> What you need to do
Copy the records below line for line, leaving out the pictures.
^^^^^^^^^^^^^^^^
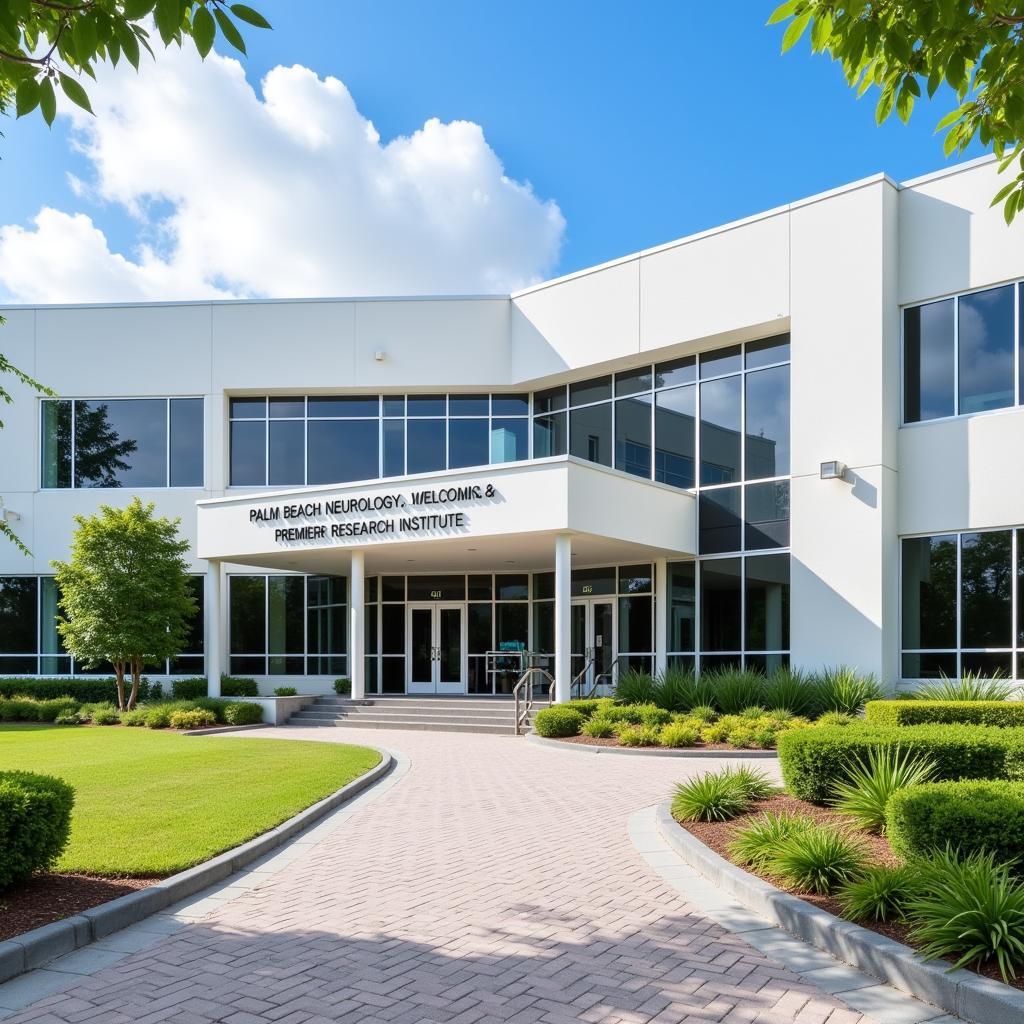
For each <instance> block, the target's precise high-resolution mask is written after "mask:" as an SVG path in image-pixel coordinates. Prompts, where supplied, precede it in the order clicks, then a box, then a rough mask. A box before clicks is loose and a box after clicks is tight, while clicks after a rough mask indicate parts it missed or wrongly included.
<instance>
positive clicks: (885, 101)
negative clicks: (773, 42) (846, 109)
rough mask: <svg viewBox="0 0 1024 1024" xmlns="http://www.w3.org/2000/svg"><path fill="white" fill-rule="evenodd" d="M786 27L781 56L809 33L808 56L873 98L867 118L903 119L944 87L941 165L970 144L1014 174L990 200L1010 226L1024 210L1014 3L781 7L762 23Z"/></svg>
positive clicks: (930, 3) (961, 3)
mask: <svg viewBox="0 0 1024 1024" xmlns="http://www.w3.org/2000/svg"><path fill="white" fill-rule="evenodd" d="M779 22H786V23H787V25H786V28H785V33H784V34H783V36H782V50H783V52H784V51H785V50H787V49H790V47H792V46H793V45H794V44H795V43H796V42H797V41H798V40H799V39H800V38H801V36H803V35H804V33H805V32H806V31H807V30H808V29H810V39H811V50H812V52H814V53H827V54H828V55H829V56H831V57H833V59H835V60H838V61H839V62H840V63H841V65H842V66H843V72H844V74H845V75H846V80H847V82H848V83H849V84H850V86H851V87H854V88H856V90H857V95H858V96H859V95H862V94H863V93H864V92H866V91H867V90H868V89H869V88H871V87H872V86H873V87H876V88H877V89H879V90H880V95H879V101H878V105H877V106H876V111H874V116H876V120H877V121H878V123H879V124H882V122H884V121H885V120H886V119H887V118H888V117H889V116H890V115H891V114H892V113H893V111H894V110H895V112H896V115H897V117H899V119H900V120H901V121H903V122H904V123H906V122H907V121H908V120H909V119H910V114H911V113H912V111H913V104H914V101H915V100H916V99H919V98H920V97H921V94H922V88H924V89H927V91H928V95H929V96H934V95H935V93H936V92H937V91H938V89H939V87H940V86H941V85H943V84H945V85H948V86H950V87H951V88H952V90H953V92H954V93H955V95H956V101H957V104H958V105H957V106H956V108H955V109H954V110H952V111H950V112H949V113H948V114H947V115H946V116H945V117H944V118H942V120H941V121H939V123H938V125H937V126H936V131H937V132H938V131H943V130H944V131H945V133H946V134H945V152H946V156H949V154H951V153H963V152H964V151H965V150H966V148H967V147H968V145H970V143H971V142H972V141H973V140H974V139H975V138H977V139H978V140H979V141H980V142H981V144H982V145H984V146H986V147H990V148H991V150H992V151H993V152H994V153H995V155H996V156H997V157H998V158H999V172H1000V173H1001V172H1004V171H1006V170H1007V168H1009V167H1010V166H1011V165H1012V164H1015V163H1016V164H1017V165H1018V167H1019V172H1018V173H1016V175H1015V176H1014V177H1013V179H1012V180H1011V181H1009V182H1007V183H1006V184H1005V185H1004V186H1002V187H1001V188H1000V189H999V190H998V191H997V193H996V194H995V198H994V199H993V200H992V206H995V205H996V204H998V203H1001V204H1002V213H1004V216H1005V217H1006V221H1007V223H1008V224H1009V223H1010V222H1011V221H1012V220H1013V219H1014V217H1015V216H1016V214H1017V213H1018V212H1019V211H1020V210H1021V209H1024V45H1022V44H1024V3H1021V2H1020V0H786V2H785V3H783V4H781V5H780V6H779V7H777V8H776V9H775V11H774V13H773V14H772V15H771V17H770V18H769V22H768V24H769V25H773V24H776V23H779Z"/></svg>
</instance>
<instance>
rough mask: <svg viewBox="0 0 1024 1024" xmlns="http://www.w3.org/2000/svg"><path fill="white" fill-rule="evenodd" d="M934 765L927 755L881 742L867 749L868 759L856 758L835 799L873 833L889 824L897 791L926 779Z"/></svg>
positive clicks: (838, 803) (837, 783)
mask: <svg viewBox="0 0 1024 1024" xmlns="http://www.w3.org/2000/svg"><path fill="white" fill-rule="evenodd" d="M934 774H935V765H934V763H933V762H932V761H930V760H929V759H928V758H927V757H926V756H925V755H920V754H919V755H911V754H906V753H904V752H903V751H901V750H900V749H899V748H898V746H880V748H877V749H874V750H869V751H868V752H867V763H866V764H861V763H860V762H854V763H853V764H851V765H849V767H848V768H847V770H846V778H844V779H843V780H842V781H840V782H838V783H837V784H836V788H835V791H834V793H833V803H834V804H835V805H836V808H837V809H838V810H840V811H842V812H843V813H844V814H848V815H850V817H852V818H853V819H854V820H855V821H856V822H857V824H859V825H860V826H861V827H862V828H866V829H867V830H868V831H870V833H876V834H881V833H882V831H884V830H885V827H886V806H887V805H888V803H889V801H890V799H891V798H892V796H893V795H894V794H895V793H898V792H899V791H900V790H905V788H906V787H907V786H909V785H920V784H921V783H922V782H927V781H928V780H929V779H930V778H931V777H932V776H933V775H934Z"/></svg>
^^^^^^^^^^^^^^^^
> Exercise solution
For each <instance> block, the target's precise high-resolution mask is written after "mask:" as an SVG path in image-pixel coordinates. Prompts, where supplied, precede it in the order clicks, then a box, then a rough mask. A box before clicks is loose and a box after clicks is tight, while clicks after a rough mask indicate parts it missed or wrongly included.
<instance>
positive clicks: (885, 101)
negative clicks: (773, 42) (846, 109)
rough mask: <svg viewBox="0 0 1024 1024" xmlns="http://www.w3.org/2000/svg"><path fill="white" fill-rule="evenodd" d="M786 27L781 56L809 33L808 56L873 98L867 118L903 119L944 87L941 165L970 144L1014 174L990 200L1010 226L1024 210L1014 3L781 7L762 23Z"/></svg>
positive clicks: (930, 3) (961, 3)
mask: <svg viewBox="0 0 1024 1024" xmlns="http://www.w3.org/2000/svg"><path fill="white" fill-rule="evenodd" d="M779 22H786V23H787V25H786V28H785V33H784V34H783V36H782V50H783V52H784V51H785V50H787V49H790V47H792V46H793V45H794V44H795V43H796V42H797V41H798V40H799V39H800V38H801V36H803V35H804V33H805V32H806V31H807V30H808V29H810V39H811V50H812V52H814V53H827V54H828V55H829V56H831V57H833V59H835V60H838V61H839V62H840V63H841V65H842V66H843V72H844V74H845V75H846V80H847V82H848V83H849V84H850V86H851V87H854V88H856V90H857V95H858V96H859V95H862V94H863V93H864V92H866V91H867V90H868V89H869V88H871V87H872V86H873V87H876V88H877V89H879V90H880V95H879V101H878V105H877V106H876V111H874V116H876V120H877V121H878V123H879V124H882V122H884V121H885V120H886V119H887V118H888V117H889V116H890V115H891V114H892V113H893V111H894V110H895V112H896V115H897V117H899V119H900V120H901V121H903V122H904V123H906V122H907V121H908V120H909V119H910V114H911V113H912V111H913V104H914V101H915V100H916V99H919V98H920V97H921V94H922V88H924V89H927V91H928V95H929V96H934V95H935V93H936V92H937V91H938V89H939V87H940V86H941V85H943V84H945V85H948V86H950V87H951V88H952V90H953V92H954V93H955V95H956V101H957V104H958V105H957V106H956V108H955V109H954V110H952V111H950V112H949V113H948V114H947V115H946V116H945V117H944V118H942V120H941V121H939V123H938V125H937V126H936V131H937V132H938V131H943V130H944V131H945V133H946V134H945V152H946V156H949V154H951V153H963V152H964V151H965V150H966V148H967V147H968V145H970V143H971V142H972V141H973V140H974V139H975V138H977V139H978V140H979V141H980V142H981V144H982V145H984V146H986V147H990V148H991V150H992V151H993V152H994V153H995V155H996V156H997V157H998V158H999V172H1000V173H1001V172H1004V171H1006V170H1007V168H1009V167H1010V166H1011V165H1012V164H1015V163H1016V164H1017V165H1018V167H1019V172H1018V173H1016V175H1015V176H1014V177H1013V179H1012V180H1011V181H1009V182H1007V183H1006V184H1005V185H1004V186H1002V187H1001V188H1000V189H999V190H998V191H997V193H996V194H995V198H994V199H993V200H992V206H995V205H996V204H998V203H1001V204H1002V213H1004V216H1005V217H1006V221H1007V223H1008V224H1009V223H1010V222H1011V221H1012V220H1013V219H1014V217H1015V216H1016V214H1017V213H1018V212H1019V211H1020V210H1021V209H1024V45H1022V44H1024V3H1021V2H1020V0H786V2H785V3H783V4H781V5H780V6H779V7H777V8H776V9H775V11H774V13H773V14H772V15H771V17H770V18H769V22H768V24H769V25H773V24H776V23H779Z"/></svg>
</instance>
<instance>
rough mask: <svg viewBox="0 0 1024 1024" xmlns="http://www.w3.org/2000/svg"><path fill="white" fill-rule="evenodd" d="M934 765L927 755L881 742L867 749L868 759L856 758L835 799L873 833L889 824L897 791L926 779Z"/></svg>
positive clicks: (838, 803) (837, 783)
mask: <svg viewBox="0 0 1024 1024" xmlns="http://www.w3.org/2000/svg"><path fill="white" fill-rule="evenodd" d="M934 774H935V765H934V763H933V762H932V761H930V760H929V759H928V758H927V757H926V756H925V755H920V754H919V755H911V754H906V753H904V752H903V751H901V750H900V749H899V748H898V746H880V748H877V749H874V750H869V751H868V752H867V763H866V764H861V763H860V762H854V763H853V764H851V765H849V767H848V768H847V770H846V778H844V779H843V780H842V781H840V782H838V783H837V784H836V788H835V791H834V793H833V803H834V804H835V805H836V808H837V809H838V810H840V811H842V812H843V813H844V814H848V815H850V817H852V818H853V819H854V820H855V821H856V822H857V824H859V825H860V826H861V827H862V828H866V829H867V830H868V831H870V833H876V834H881V833H882V831H884V830H885V827H886V806H887V805H888V803H889V801H890V799H891V798H892V796H893V795H894V794H895V793H898V792H899V791H900V790H905V788H906V787H907V786H909V785H920V784H921V783H922V782H927V781H928V780H929V779H930V778H931V777H932V776H933V775H934Z"/></svg>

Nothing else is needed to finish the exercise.